## [Task to carry out]
Which of the lines below contain the string "fixture"? Copy out each such line in full, and leave out all the others.

## [Data in this exercise]
__________________________________________________

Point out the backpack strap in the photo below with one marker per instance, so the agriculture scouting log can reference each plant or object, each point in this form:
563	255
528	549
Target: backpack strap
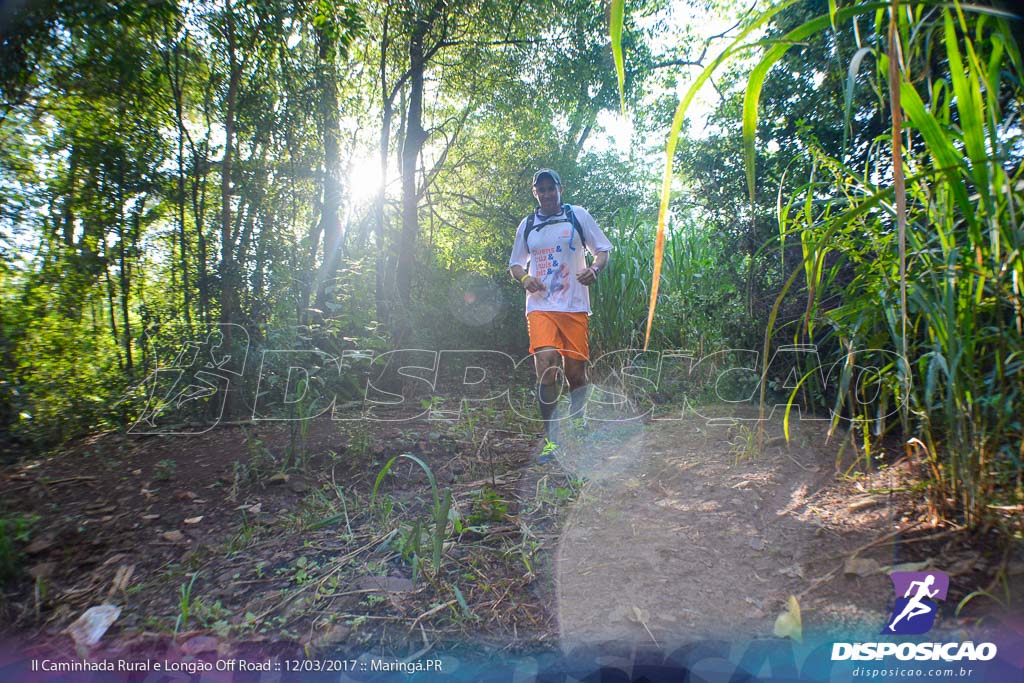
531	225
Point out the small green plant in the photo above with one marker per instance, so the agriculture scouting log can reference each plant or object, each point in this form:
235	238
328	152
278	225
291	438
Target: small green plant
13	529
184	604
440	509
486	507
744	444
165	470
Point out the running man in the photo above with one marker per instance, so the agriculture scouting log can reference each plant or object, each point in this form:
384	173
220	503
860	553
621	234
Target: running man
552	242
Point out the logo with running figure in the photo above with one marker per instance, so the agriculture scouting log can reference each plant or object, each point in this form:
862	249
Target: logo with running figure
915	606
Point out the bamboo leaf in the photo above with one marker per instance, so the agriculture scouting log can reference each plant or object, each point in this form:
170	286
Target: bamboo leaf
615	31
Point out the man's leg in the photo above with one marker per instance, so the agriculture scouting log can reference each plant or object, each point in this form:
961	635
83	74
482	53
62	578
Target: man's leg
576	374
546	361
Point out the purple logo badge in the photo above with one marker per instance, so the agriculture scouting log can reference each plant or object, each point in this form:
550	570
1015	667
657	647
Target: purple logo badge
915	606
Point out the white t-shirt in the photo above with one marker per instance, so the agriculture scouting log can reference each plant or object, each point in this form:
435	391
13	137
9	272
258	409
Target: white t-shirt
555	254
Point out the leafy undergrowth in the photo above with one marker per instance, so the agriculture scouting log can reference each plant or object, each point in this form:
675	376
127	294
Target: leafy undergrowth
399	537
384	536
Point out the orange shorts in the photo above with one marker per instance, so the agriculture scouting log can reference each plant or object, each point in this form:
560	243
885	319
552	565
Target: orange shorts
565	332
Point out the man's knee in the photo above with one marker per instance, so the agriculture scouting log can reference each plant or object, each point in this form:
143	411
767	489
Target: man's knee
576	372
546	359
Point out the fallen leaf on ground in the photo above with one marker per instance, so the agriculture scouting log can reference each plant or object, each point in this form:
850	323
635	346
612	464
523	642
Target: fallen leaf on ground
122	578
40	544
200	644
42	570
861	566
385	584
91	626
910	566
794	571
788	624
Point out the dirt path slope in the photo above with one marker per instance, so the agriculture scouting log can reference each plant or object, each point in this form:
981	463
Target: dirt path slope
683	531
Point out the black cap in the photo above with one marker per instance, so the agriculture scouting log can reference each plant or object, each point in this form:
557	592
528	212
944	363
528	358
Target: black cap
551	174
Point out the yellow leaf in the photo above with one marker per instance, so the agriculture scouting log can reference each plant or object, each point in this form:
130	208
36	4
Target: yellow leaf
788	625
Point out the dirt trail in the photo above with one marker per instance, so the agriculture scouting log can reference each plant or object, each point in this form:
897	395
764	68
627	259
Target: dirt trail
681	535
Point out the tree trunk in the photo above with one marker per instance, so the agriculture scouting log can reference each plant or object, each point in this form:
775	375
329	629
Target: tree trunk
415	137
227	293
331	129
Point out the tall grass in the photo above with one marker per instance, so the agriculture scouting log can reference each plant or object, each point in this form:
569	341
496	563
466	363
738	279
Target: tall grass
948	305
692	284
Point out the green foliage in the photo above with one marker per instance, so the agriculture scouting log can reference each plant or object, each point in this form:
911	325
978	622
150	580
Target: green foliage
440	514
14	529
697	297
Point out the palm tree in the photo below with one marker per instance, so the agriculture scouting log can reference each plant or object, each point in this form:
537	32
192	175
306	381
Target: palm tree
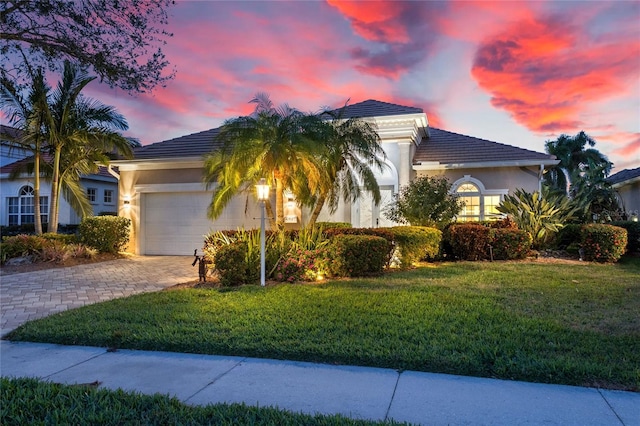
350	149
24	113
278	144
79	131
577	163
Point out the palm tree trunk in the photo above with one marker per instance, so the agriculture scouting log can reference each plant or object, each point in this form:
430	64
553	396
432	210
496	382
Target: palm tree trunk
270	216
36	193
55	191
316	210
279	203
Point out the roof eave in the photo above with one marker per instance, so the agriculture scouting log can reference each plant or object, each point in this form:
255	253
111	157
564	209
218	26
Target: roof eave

__________________________________________________

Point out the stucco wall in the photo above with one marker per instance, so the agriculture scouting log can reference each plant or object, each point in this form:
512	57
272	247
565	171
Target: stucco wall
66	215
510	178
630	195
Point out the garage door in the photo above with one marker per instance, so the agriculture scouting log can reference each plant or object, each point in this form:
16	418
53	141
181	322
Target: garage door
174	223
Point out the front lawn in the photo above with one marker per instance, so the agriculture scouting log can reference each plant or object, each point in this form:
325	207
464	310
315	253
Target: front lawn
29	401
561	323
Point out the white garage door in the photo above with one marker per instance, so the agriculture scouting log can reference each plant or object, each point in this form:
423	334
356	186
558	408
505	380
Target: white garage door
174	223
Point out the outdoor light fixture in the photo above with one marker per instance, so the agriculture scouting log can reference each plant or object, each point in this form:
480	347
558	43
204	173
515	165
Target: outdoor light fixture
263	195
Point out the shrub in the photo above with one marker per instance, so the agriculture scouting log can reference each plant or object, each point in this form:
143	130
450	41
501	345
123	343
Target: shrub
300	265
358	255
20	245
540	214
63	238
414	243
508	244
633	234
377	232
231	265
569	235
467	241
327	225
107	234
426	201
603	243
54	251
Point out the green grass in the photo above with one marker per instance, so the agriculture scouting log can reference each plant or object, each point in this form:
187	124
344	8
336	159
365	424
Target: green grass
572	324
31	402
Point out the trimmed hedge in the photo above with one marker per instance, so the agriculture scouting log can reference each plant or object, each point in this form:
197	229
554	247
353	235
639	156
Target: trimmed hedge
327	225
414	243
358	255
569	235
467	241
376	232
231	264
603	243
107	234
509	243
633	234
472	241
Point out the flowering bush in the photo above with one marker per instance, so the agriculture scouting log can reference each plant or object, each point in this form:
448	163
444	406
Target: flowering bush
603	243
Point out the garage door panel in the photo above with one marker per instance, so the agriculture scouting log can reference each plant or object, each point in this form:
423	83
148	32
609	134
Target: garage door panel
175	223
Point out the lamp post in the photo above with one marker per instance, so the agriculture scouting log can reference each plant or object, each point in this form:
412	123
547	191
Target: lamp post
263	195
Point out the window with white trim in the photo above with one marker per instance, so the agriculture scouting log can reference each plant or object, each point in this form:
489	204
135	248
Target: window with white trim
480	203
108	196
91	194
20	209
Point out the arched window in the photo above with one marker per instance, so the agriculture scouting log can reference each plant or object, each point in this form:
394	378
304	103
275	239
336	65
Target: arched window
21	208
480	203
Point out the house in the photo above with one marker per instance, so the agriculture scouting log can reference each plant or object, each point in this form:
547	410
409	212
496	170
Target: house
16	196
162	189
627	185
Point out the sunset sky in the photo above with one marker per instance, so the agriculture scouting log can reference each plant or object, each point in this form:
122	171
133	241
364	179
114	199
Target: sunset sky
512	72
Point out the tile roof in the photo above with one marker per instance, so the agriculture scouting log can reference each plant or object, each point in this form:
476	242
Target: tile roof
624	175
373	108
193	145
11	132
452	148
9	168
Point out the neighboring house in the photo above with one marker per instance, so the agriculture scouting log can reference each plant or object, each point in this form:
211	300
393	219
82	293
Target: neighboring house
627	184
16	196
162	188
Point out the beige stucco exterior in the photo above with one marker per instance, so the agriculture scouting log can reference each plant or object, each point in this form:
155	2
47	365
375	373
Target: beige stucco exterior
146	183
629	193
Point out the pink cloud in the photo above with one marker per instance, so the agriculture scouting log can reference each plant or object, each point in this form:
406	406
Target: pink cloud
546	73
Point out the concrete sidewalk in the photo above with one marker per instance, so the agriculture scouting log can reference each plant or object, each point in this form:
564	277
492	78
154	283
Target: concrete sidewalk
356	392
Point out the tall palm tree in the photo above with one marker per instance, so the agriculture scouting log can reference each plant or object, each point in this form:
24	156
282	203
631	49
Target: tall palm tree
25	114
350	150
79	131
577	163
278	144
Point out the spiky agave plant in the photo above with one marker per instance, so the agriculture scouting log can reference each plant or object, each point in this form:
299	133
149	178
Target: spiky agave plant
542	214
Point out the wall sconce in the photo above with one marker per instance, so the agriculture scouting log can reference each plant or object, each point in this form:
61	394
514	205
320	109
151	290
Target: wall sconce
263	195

__________________________________________________

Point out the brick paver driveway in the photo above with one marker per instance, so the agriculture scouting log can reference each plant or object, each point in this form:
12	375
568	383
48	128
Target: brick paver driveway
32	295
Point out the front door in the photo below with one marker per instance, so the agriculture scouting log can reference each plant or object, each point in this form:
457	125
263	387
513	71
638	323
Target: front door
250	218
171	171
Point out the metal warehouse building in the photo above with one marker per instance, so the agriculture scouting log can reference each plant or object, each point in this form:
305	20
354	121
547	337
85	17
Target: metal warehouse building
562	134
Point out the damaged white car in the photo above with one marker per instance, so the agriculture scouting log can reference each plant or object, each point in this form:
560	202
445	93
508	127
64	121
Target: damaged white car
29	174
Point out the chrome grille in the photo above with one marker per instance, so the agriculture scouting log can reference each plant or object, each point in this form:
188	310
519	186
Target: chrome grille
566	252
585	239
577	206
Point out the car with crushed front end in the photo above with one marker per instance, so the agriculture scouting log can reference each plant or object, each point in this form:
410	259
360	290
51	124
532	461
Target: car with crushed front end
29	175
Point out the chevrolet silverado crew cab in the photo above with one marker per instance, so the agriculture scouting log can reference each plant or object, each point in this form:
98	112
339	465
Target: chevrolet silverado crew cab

__________________________________________________

## [Answer to the exercise]
Point out the outdoor light fixture in the photo above with one marker per instance, so the agriculture scouting log can reference each plant or object, each point in this form:
Target: outdoor light fixture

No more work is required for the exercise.